_Alıştırmanın Amacı_: Aşağıdaki basın açıklamasına göre şu ifadelerin her biri için evet ya da hayır deyin ve kararı belirleyen sözcükleri metinden aynen alıntılayın: 1. Haberleşmenin gizliliği Anayasa ile güvence altındadır. 2. İstihbari dinleme yoluyla elde edilen telefon konuşmaları tek başına kanıt sayılabilir. 3. Anayasaya aykırı biçimde yapılan dinlemeler suç niteliğindedir.

Basın Açıklaması

9033

BASIN AÇIKLAMASI

 

Haberleşme özgürlüğü, haberleşmenin ve özel hayatın gizliliği ile korunması Türkiye Cumhuriyeti Anayasasıyla güvence altında olan temel hak ve özgürlüklerdendir. Anayasamızın getirdiği düzenlemeye göre, yasanın açıkça gösterdiği durumlarda ve usulüne göre verilmiş yargıç kararı olmadıkça, gecikmesinde sakınca bulunan durumlarda da yasayla yetkili kılınan merciin emri bulunmadıkça haberleşmenin gizliliğine dokunulamaz.

Anayasamızın açık hükmüne aykırı biçimde yapılan dinlemeler suç niteliğindedir. O nedenle gerek bu yolla, gerekse istihbari/önleme dinlemesi yoluyla elde edilen telefon konuşmaları tek başına kanıt olarak kabul edilemez ve buna dayalı olarak mahkumiyet kararı verilemez. Aksine uygulama hukuka, hukuk devletine ve yargıya olan güveni zedeler.

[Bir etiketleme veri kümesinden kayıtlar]
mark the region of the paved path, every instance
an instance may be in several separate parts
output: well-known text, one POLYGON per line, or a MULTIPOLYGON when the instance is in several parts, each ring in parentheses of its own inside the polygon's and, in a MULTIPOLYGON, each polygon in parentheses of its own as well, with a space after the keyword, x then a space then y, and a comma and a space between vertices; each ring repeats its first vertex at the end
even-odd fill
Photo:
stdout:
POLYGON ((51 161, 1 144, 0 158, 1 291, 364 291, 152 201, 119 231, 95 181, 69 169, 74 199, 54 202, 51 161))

_Alıştırmanın Yanıtı_:
1. Evet: "Türkiye Cumhuriyeti Anayasasıyla güvence altında olan temel hak ve özgürlüklerdendir"
2. Hayır: "tek başına kanıt olarak kabul edilemez"
3. Evet: "Anayasamızın açık hükmüne aykırı biçimde yapılan dinlemeler suç niteliğindedir."